- [The exercise] Can you reproduce the data beneath, keeping every line exact?

- [Extracted entries]

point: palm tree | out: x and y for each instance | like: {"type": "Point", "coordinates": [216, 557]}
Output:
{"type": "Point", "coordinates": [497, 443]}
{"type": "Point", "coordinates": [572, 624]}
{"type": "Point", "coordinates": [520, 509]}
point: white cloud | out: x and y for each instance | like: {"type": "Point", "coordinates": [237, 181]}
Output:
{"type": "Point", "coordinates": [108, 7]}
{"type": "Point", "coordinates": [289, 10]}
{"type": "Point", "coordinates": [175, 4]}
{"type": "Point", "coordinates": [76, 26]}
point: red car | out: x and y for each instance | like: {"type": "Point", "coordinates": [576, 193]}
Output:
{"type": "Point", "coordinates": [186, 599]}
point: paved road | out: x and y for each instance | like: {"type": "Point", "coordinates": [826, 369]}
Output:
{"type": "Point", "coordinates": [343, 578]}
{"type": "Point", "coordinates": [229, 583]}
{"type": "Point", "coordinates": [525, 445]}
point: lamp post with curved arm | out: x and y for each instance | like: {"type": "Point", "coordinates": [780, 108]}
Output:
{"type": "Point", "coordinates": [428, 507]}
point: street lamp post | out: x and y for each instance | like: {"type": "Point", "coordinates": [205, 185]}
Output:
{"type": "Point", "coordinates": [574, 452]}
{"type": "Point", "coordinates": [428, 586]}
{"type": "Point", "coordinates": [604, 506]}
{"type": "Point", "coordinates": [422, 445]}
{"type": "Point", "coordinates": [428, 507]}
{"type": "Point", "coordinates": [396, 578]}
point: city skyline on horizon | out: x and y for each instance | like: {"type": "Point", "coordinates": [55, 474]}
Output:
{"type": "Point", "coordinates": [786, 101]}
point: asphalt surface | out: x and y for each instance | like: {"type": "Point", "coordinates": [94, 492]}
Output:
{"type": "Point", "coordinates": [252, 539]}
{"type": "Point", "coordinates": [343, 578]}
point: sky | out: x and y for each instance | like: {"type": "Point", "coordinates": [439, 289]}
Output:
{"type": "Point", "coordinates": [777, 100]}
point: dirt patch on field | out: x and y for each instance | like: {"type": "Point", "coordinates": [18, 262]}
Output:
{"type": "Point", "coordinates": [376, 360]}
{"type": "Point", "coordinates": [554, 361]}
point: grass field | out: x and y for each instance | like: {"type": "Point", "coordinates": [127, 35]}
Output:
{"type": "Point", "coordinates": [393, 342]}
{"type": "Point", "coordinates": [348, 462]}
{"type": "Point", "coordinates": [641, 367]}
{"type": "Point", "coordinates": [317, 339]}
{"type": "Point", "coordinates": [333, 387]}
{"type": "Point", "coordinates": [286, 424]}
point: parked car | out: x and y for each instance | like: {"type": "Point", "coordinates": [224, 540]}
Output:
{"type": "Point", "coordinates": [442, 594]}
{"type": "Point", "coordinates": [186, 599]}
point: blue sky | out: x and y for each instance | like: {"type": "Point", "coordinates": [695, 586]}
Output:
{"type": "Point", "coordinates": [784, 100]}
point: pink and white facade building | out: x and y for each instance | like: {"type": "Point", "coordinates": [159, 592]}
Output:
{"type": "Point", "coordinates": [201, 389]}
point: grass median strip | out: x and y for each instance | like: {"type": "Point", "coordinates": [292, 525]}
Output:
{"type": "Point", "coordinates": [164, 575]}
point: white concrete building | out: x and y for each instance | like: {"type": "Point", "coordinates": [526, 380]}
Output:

- [Answer to the task]
point: palm tree | out: x and y for each instance | like: {"type": "Point", "coordinates": [216, 557]}
Output:
{"type": "Point", "coordinates": [497, 443]}
{"type": "Point", "coordinates": [572, 624]}
{"type": "Point", "coordinates": [520, 509]}
point: white cloud | out: x and y for each instance | like: {"type": "Point", "coordinates": [237, 181]}
Output:
{"type": "Point", "coordinates": [108, 7]}
{"type": "Point", "coordinates": [289, 10]}
{"type": "Point", "coordinates": [175, 4]}
{"type": "Point", "coordinates": [76, 26]}
point: red car | out: x and y for each instance | like: {"type": "Point", "coordinates": [576, 193]}
Output:
{"type": "Point", "coordinates": [186, 599]}
point: paved road | out: x and y for each instance | like: {"type": "Point", "coordinates": [826, 369]}
Output:
{"type": "Point", "coordinates": [343, 578]}
{"type": "Point", "coordinates": [229, 583]}
{"type": "Point", "coordinates": [525, 445]}
point: lamp post with curved arm | out: x and y for each instance | like: {"type": "Point", "coordinates": [780, 108]}
Output:
{"type": "Point", "coordinates": [428, 507]}
point: street lamp post | out: x and y for each instance | like: {"type": "Point", "coordinates": [205, 185]}
Output:
{"type": "Point", "coordinates": [574, 452]}
{"type": "Point", "coordinates": [428, 586]}
{"type": "Point", "coordinates": [604, 506]}
{"type": "Point", "coordinates": [422, 445]}
{"type": "Point", "coordinates": [428, 507]}
{"type": "Point", "coordinates": [396, 578]}
point: city skyline on horizon | out: x and y for each instance | like: {"type": "Point", "coordinates": [55, 474]}
Output:
{"type": "Point", "coordinates": [786, 101]}
point: asphalt surface | out: x and y for each instance | like: {"type": "Point", "coordinates": [94, 492]}
Output:
{"type": "Point", "coordinates": [252, 539]}
{"type": "Point", "coordinates": [343, 578]}
point: sky | out: x and y for each instance | like: {"type": "Point", "coordinates": [439, 289]}
Output:
{"type": "Point", "coordinates": [777, 100]}
point: dirt patch on field | out: x and y for each instance | like: {"type": "Point", "coordinates": [18, 262]}
Output:
{"type": "Point", "coordinates": [376, 360]}
{"type": "Point", "coordinates": [554, 361]}
point: grass field | out: x and y for each instance | like: {"type": "Point", "coordinates": [127, 35]}
Output:
{"type": "Point", "coordinates": [393, 342]}
{"type": "Point", "coordinates": [348, 462]}
{"type": "Point", "coordinates": [641, 367]}
{"type": "Point", "coordinates": [317, 339]}
{"type": "Point", "coordinates": [333, 387]}
{"type": "Point", "coordinates": [286, 424]}
point: parked car | out: x and y for each instance | like: {"type": "Point", "coordinates": [224, 540]}
Output:
{"type": "Point", "coordinates": [442, 594]}
{"type": "Point", "coordinates": [186, 599]}
point: blue sky | out: x and y for each instance | like: {"type": "Point", "coordinates": [695, 586]}
Output:
{"type": "Point", "coordinates": [784, 100]}
point: pink and white facade building | out: x and y for each instance | like: {"type": "Point", "coordinates": [159, 592]}
Output:
{"type": "Point", "coordinates": [201, 389]}
point: grass median strip | out: x and y for each instance | like: {"type": "Point", "coordinates": [292, 525]}
Output:
{"type": "Point", "coordinates": [164, 575]}
point: white concrete building | out: x and y for each instance | like: {"type": "Point", "coordinates": [526, 380]}
Output:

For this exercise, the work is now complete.